** THE DATA **
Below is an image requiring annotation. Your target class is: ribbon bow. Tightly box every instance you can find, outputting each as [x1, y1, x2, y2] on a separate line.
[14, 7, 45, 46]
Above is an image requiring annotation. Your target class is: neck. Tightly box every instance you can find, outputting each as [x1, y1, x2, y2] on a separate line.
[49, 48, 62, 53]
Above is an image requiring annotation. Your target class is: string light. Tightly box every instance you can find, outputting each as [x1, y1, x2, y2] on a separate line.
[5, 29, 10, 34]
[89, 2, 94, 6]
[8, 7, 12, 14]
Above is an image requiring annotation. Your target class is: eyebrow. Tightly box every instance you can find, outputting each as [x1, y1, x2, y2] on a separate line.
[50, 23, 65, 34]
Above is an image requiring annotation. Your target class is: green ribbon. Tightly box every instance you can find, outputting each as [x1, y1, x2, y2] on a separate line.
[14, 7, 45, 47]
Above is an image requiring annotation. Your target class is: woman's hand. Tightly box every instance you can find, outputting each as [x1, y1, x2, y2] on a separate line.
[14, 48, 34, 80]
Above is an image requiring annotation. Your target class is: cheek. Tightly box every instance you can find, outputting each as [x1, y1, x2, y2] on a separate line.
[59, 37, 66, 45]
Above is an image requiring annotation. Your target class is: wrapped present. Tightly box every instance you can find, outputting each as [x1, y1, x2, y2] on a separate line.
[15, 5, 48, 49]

** GIVEN PROBLEM **
Reproduce word for word the part of the items that opens with the line containing "class is: wrapped" and closes with the last line of the items.

** FULL RESPONSE **
Above is an image requiring annotation. Your target class is: wrapped present. Tightly box every instance you can find, outputting each as [x1, y1, x2, y2] on a separate line.
[15, 5, 48, 49]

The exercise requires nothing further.